Exercise — Every entry should be copied exactly, with nothing added or dropped.

-------- Input data --------

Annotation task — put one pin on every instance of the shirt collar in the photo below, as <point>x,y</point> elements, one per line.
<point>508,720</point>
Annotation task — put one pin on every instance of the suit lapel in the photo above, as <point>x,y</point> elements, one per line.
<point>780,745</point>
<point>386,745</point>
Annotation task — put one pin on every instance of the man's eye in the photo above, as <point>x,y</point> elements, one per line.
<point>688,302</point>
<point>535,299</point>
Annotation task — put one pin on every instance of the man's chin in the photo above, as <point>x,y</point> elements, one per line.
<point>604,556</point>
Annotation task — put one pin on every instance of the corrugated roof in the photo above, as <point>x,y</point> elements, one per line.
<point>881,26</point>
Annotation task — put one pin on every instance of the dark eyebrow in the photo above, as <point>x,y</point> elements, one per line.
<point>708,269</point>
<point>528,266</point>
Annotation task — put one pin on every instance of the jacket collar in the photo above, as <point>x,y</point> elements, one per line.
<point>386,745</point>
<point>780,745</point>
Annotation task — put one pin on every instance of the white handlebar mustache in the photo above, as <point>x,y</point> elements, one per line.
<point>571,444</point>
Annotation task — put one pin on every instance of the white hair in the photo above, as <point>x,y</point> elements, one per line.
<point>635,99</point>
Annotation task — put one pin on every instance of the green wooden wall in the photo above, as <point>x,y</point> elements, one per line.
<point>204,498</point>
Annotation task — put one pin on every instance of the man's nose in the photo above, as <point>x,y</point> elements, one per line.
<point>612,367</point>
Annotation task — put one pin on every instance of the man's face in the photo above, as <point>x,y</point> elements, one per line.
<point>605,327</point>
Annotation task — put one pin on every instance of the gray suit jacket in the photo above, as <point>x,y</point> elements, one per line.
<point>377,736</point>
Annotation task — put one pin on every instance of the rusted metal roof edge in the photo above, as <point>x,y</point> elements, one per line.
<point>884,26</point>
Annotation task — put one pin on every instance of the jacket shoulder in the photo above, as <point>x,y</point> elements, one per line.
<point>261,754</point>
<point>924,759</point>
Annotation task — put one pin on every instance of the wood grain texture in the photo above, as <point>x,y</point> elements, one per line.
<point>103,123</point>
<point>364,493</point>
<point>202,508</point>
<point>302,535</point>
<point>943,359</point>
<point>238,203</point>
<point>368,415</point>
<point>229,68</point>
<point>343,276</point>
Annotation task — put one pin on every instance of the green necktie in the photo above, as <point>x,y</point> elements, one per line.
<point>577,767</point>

--------

The completed task —
Annotation task — put one pin on every instance of the shirt collar in the photo below, as <point>x,y</point> elements, one per line.
<point>508,720</point>
Annotation task — put one pin on every instance of the suit lapel in the photo above, as <point>x,y</point> elements, one per line.
<point>780,745</point>
<point>386,745</point>
Annotation task — put one pin on every instance of the man's eye in the photo above, as <point>x,y</point> elements, one per line.
<point>688,302</point>
<point>535,299</point>
Annotation task — put one pin on every instance of the man's chin in the photo above, as <point>x,y</point> elements, one per line.
<point>604,556</point>
Annotation task — put one pin on every instance of the corrugated roof in the photo above, as <point>x,y</point> elements, one per line.
<point>881,26</point>
Annotation task — put one pin on every instance of the dark eyebrow in the photo above, as <point>x,y</point> elements, one per line.
<point>708,269</point>
<point>528,266</point>
Annotation task — put one pin on every instance of the jacket collar in the photo above, as <point>x,y</point> elements, one per line.
<point>386,745</point>
<point>780,745</point>
Annotation task — put one pin on every instance of the white handlebar mustache in the photo above, as <point>x,y</point> elements, one per line.
<point>571,444</point>
Annotation task — put one pin on every instance of the white hair in the photo above, as <point>x,y</point> elements, one per line.
<point>635,99</point>
Annotation task — put one pin on every instance of the green wooden wall in the photo above, as <point>x,y</point> elements, one per line.
<point>204,498</point>
Annotation task — put one pin on every instance of the man's nose in the photo above, as <point>x,y</point> elements, one per line.
<point>612,367</point>
Annotation task — put one pin on every instance of the man's face in the photo above, as <point>x,y</point> elements, one per line.
<point>605,327</point>
Annotation task — put one pin on every instance of the gray suit jacket in the photo above, as <point>x,y</point> elements, one per line.
<point>377,736</point>
Annotation task — put one pin on every instance of the rusted metal roof edge in the photo above, as <point>x,y</point> elements, one per line.
<point>884,26</point>
Annotation task — put one pin on every instance of the jacket shoulder in the photo above, as <point>x,y</point> elements, one per line.
<point>261,754</point>
<point>924,759</point>
Annotation task — put one pin on every instance of the wood grain texture in the photo above, as <point>x,y</point> elements, one per line.
<point>103,123</point>
<point>364,493</point>
<point>202,508</point>
<point>302,535</point>
<point>943,359</point>
<point>238,203</point>
<point>368,415</point>
<point>229,68</point>
<point>343,276</point>
Annotation task — put one pin on every instance of the green necktie in the photo above, as <point>x,y</point> elements, one per line.
<point>577,767</point>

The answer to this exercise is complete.